* TASK BRIEF
Rewrite the data from the line with "Point out the green leaf, providing" through the end of the data, renaming every "Query" to "Label" and leaving everything else unchanged.

* DATA SECTION
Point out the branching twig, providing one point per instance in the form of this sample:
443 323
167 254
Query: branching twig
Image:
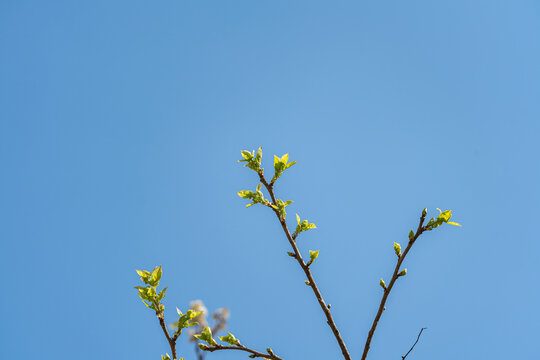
311 282
254 353
172 342
387 290
418 338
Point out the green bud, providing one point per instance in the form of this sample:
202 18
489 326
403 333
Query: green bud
312 256
397 249
403 272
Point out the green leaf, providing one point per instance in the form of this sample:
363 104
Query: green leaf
206 335
403 272
397 249
303 225
246 194
230 339
280 165
253 161
312 256
156 276
444 217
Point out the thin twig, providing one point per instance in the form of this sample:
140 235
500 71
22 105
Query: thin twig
418 338
253 353
311 282
387 290
172 342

* ANSWER BELOW
Point out the green leaf, providing one point per instance in the form of this sample:
363 104
Label: green leaf
206 335
403 272
397 249
303 225
246 194
230 339
280 165
253 161
312 256
156 276
444 217
Point out the thin twig, providing one point per instance in the form of this sample:
140 235
500 71
22 105
Label: thin twig
418 338
253 353
311 282
387 290
172 342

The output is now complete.